▶ _Data shown_
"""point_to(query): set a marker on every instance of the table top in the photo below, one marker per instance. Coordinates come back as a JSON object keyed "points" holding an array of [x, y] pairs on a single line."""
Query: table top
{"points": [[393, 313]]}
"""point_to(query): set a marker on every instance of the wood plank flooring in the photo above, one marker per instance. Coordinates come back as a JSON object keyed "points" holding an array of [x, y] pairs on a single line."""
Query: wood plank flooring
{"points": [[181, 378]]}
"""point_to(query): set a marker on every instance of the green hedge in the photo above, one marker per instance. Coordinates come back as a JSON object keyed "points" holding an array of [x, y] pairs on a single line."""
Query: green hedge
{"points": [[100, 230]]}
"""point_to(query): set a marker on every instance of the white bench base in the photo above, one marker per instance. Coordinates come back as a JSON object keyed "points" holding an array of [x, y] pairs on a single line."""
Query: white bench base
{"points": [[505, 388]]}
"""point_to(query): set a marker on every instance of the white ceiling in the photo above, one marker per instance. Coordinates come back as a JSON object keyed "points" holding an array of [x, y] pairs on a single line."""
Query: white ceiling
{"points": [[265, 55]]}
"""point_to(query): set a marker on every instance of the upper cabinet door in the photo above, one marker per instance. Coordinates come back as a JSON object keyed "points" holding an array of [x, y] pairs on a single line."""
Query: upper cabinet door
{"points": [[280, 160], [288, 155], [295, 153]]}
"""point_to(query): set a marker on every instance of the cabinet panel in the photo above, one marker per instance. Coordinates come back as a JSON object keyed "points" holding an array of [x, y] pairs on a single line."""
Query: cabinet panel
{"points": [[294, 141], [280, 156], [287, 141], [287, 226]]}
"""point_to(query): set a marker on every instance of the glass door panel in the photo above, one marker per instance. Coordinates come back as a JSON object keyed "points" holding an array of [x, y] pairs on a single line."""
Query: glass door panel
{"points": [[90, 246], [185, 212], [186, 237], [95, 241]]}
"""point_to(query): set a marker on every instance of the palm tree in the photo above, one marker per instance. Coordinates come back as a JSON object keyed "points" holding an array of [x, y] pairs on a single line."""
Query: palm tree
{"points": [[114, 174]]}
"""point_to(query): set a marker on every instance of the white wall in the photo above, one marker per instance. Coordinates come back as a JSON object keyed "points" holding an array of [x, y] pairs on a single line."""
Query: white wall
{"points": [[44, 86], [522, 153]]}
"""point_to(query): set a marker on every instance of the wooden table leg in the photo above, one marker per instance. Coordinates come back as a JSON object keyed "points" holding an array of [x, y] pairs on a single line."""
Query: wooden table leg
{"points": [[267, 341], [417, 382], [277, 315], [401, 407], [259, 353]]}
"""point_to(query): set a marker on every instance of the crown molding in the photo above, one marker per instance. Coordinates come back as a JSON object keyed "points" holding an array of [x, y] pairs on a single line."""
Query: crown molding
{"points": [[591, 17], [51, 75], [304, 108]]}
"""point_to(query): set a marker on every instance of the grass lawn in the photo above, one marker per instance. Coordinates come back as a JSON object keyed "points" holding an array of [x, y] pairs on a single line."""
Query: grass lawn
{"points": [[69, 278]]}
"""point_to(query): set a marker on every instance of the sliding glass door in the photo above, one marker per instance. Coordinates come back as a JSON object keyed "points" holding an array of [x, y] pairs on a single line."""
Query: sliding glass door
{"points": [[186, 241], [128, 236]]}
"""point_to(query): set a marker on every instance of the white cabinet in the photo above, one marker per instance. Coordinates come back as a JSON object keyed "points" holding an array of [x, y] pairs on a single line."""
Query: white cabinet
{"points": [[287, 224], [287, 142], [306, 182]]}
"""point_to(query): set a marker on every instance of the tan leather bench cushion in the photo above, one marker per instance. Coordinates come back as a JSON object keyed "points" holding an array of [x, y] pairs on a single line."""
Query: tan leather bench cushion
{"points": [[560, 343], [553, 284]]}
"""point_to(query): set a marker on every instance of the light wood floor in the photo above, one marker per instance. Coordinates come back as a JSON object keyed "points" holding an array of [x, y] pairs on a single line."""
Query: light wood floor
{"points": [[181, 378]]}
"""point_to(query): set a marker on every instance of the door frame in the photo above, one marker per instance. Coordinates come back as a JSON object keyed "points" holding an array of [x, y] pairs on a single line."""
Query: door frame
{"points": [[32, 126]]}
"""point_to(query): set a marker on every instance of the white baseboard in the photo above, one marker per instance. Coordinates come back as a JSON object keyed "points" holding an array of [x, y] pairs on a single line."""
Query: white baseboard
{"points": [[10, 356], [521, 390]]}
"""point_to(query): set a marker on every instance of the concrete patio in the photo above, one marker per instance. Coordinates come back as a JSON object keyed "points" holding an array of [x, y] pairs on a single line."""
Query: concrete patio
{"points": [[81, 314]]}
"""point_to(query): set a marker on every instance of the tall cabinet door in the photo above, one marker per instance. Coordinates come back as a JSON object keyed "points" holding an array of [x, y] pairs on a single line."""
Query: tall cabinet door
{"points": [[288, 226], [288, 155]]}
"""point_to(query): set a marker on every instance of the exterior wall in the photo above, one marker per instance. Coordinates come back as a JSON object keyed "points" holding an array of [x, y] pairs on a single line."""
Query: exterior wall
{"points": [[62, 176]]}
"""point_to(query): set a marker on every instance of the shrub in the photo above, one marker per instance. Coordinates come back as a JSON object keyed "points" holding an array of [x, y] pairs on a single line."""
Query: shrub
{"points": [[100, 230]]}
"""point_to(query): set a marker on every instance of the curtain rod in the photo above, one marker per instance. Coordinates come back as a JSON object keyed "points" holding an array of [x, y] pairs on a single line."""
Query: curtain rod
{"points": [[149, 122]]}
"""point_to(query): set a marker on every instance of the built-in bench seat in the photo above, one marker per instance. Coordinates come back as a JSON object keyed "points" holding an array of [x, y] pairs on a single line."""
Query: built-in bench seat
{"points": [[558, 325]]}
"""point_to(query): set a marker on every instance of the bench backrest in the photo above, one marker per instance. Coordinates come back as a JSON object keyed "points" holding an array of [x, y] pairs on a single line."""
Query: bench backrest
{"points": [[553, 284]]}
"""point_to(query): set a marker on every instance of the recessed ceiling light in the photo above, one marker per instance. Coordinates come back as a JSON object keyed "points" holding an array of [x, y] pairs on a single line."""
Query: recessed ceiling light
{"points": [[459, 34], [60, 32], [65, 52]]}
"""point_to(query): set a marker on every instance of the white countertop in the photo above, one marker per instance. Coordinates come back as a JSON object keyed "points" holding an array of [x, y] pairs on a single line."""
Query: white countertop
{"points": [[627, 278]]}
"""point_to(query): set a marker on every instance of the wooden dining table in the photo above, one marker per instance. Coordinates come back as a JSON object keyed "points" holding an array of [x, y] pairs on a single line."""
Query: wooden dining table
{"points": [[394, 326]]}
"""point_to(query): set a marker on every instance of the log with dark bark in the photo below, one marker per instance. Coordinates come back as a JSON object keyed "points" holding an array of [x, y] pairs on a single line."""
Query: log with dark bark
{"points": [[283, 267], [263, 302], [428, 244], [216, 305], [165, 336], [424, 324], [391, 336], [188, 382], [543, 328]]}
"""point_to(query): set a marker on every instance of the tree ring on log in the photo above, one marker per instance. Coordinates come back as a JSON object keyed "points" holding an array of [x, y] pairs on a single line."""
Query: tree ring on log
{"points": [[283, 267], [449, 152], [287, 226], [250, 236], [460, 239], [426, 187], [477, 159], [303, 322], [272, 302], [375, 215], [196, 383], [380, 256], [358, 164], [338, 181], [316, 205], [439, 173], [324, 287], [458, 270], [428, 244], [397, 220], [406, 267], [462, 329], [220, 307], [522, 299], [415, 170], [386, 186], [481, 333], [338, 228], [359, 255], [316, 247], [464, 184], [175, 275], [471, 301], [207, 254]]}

▶ _Exercise_
Please reproduce all of the entries above exactly as they appear.

▶ _Result of this task_
"""point_to(query): set a marker on every instance of the table top in the photo below, one marker per instance. Coordinates come back as a JSON object keyed "points" holding an array of [x, y] pairs on a single line."""
Query: table top
{"points": [[393, 313]]}
"""point_to(query): set a marker on every instance of the wood plank flooring in the photo above, one marker per instance. Coordinates come back as a JSON object keyed "points" holding an array of [x, y] pairs on a single line."""
Query: wood plank flooring
{"points": [[181, 378]]}
"""point_to(query): set a marker on every instance of the green hedge in the photo above, one marker per instance. Coordinates come back as a JSON object keyed "points" holding an array of [x, y] pairs on a single line."""
Query: green hedge
{"points": [[100, 230]]}
"""point_to(query): set a marker on every instance of the white bench base in the photo above, one marker per instance. Coordinates come back as a JSON object keyed "points" holding an array of [x, y] pairs on a single line."""
Query: white bench base
{"points": [[505, 388]]}
"""point_to(query): set a marker on every instance of the white ceiling in the photo above, one marker per instance. Coordinates come back as a JSON object keyed "points" holding an array of [x, y] pairs on a single line."""
Query: white ceiling
{"points": [[265, 55]]}
"""point_to(query): set a marker on every instance of the upper cabinet door in the photo above, one marker per instance. Coordinates come back as a JSON object keyed "points" holding an array of [x, y] pairs on a single line."""
Query: upper cabinet door
{"points": [[280, 160], [288, 155], [295, 153]]}
"""point_to(query): set a marker on every instance of the cabinet panel in the photo above, one marker per instance. Coordinates come back as a JSON object keyed "points" holding an array of [x, y] pairs on a single line."""
Query: cabinet panel
{"points": [[294, 141], [280, 156], [287, 141], [287, 226]]}
"""point_to(query): set a marker on every instance of the glass door panel in the photo above, one marker per instance. Coordinates come back as a JSON object keyed "points" holding an array of [x, y] pairs on a single line."""
Query: glass door panel
{"points": [[90, 246], [185, 212], [186, 237], [95, 241]]}
"""point_to(query): set a marker on every instance of the palm tree in the photo above, one marker per instance. Coordinates come back as a JSON object keyed "points" holding an array of [x, y] pairs on a single line."""
Query: palm tree
{"points": [[114, 174]]}
"""point_to(query): set a marker on every instance of the white wall in the photo above, one marker per instance. Coordinates come back as a JSON object keyed "points" holding an array of [x, y] pairs on a single line."""
Query: white wall
{"points": [[44, 86], [522, 153]]}
"""point_to(query): set a marker on every instance of the wooden table leg in the photo above, one marker per instance. Coordinates come back as a JSON object keyed "points" holding an array of [x, y] pairs on a single line."""
Query: wooden table leg
{"points": [[267, 341], [417, 382], [277, 315], [401, 407], [259, 353]]}
"""point_to(query): set a marker on every instance of the crown molding in the photo above, one marker per instance. Coordinates come back as a JSON object keyed "points" holding an array of [x, y] pairs on a single line."""
Query: crown molding
{"points": [[591, 17], [51, 75], [304, 108]]}
"""point_to(query): set a marker on every instance of the grass lawn in the photo above, one marker per instance. Coordinates come back as a JSON object keyed "points" holding an array of [x, y] pairs on a single line."""
Query: grass lawn
{"points": [[69, 278]]}
"""point_to(query): set a marker on every instance of the sliding glass door in the photo above, one marker per instance. Coordinates come back as a JSON object keyed "points" holding an array of [x, y] pairs on a single line."""
Query: sliding glass door
{"points": [[186, 241], [128, 236]]}
"""point_to(query): set a marker on every instance of the white cabinet in the photo above, one marker per instance. Coordinates come back as a JSON object keyed "points" holding an array of [x, y] pairs on a single line."""
Query: white cabinet
{"points": [[287, 224], [287, 142], [306, 182]]}
"""point_to(query): set a marker on every instance of the tan leather bench cushion in the photo above, one marker per instance. Coordinates come back as a JSON object keyed "points" holding an array of [x, y] pairs on a single line."""
Query: tan leather bench cushion
{"points": [[560, 343], [553, 284]]}
"""point_to(query): set a marker on every instance of the light wood floor in the photo above, one marker per instance. Coordinates come back as a JSON object keyed "points" holding an array of [x, y] pairs on a single line."""
Query: light wood floor
{"points": [[181, 378]]}
"""point_to(query): set a marker on every instance of the door frame in the photo above, one marker per instance. Coordinates come back as a JSON object keyed "points" holding an array of [x, y] pairs on a single line."""
Query: door frame
{"points": [[32, 126]]}
"""point_to(query): set a marker on every instance of the white baseboard in the photo above, one marker per instance. Coordinates come back as a JSON object keyed "points" holding an array of [x, y] pairs on a single line."""
Query: white baseboard
{"points": [[10, 356], [521, 390]]}
"""point_to(query): set a marker on every instance of the concrete patio in the photo above, one marker per instance. Coordinates come back as a JSON object keyed "points" holding an array of [x, y] pairs on a single line."""
Query: concrete patio
{"points": [[81, 314]]}
"""point_to(query): set a marker on every instance of the tall cabinet door in the photo above, one marker per instance. Coordinates come back as a JSON object keyed "points" holding an array of [x, y] pairs on a single line."""
Query: tall cabinet door
{"points": [[288, 226], [288, 155]]}
"""point_to(query): set a marker on every instance of the exterior wall in the photo above, one marker per instance. Coordinates come back as a JSON object keyed "points" holding an array of [x, y] pairs on a single line."""
Query: exterior wall
{"points": [[62, 176]]}
"""point_to(query): set a marker on every instance of the shrub in the photo above, one marker per instance. Coordinates come back as a JSON object keyed "points" holding an array of [x, y] pairs on a single line."""
Query: shrub
{"points": [[100, 230]]}
"""point_to(query): set a marker on every instance of the curtain rod in the photo above, one marker per instance. Coordinates come back as a JSON object keyed "points" holding an array of [x, y] pairs on a single line."""
Query: curtain rod
{"points": [[149, 122]]}
"""point_to(query): set a marker on every instance of the built-in bench seat in the photo above, one marker per instance. Coordinates come back as a JSON object keyed "points" holding an array of [x, y] pairs on a single line."""
Query: built-in bench seat
{"points": [[558, 325]]}
"""point_to(query): set a marker on every instance of the bench backrest in the photo above, one marker per instance. Coordinates come back as a JSON object keyed "points" holding an array of [x, y] pairs on a single line."""
Query: bench backrest
{"points": [[553, 284]]}
"""point_to(query): set a marker on every instance of the recessed ceiling light in the photo above, one marker per instance. Coordinates come back as a JSON object keyed "points" holding an array of [x, y] pairs on a single line."""
Query: recessed ceiling light
{"points": [[459, 34], [60, 32], [65, 52]]}
"""point_to(query): set a marker on every instance of the white countertop in the photo above, one marker per instance. Coordinates come back as a JSON object keyed "points" holding an array of [x, y] pairs on a single line."""
Query: white countertop
{"points": [[627, 278]]}
"""point_to(query): set a marker on every instance of the wooden dining table in the photo above, one marker per instance. Coordinates come back as a JSON object keyed "points" holding an array of [x, y] pairs on a single line."""
Query: wooden dining table
{"points": [[394, 326]]}
"""point_to(query): set a marker on every instance of the log with dark bark in the photo below, one marker per instance. Coordinates come back as a JSON object keyed "points" holding an array of [x, y] pairs on a single line."""
Query: log with dark bark
{"points": [[283, 267], [263, 302], [428, 244], [216, 305], [165, 336], [424, 324], [391, 336], [188, 382], [543, 328]]}
"""point_to(query): set a marker on every instance of the tree ring on log in the photo above, one marker per instance. Coordinates come back as a JSON object keyed "points" holding an array of [x, y] pairs on a single line."""
Query: tree ring on log
{"points": [[283, 267], [449, 152], [287, 226], [250, 236], [460, 239], [426, 187], [477, 159], [303, 322], [272, 302], [375, 215], [196, 383], [380, 256], [358, 164], [338, 181], [316, 205], [439, 173], [324, 287], [458, 270], [428, 244], [397, 220], [406, 267], [462, 329], [220, 307], [522, 299], [415, 170], [386, 186], [481, 333], [338, 228], [359, 255], [316, 247], [464, 184], [175, 275], [471, 301], [207, 254]]}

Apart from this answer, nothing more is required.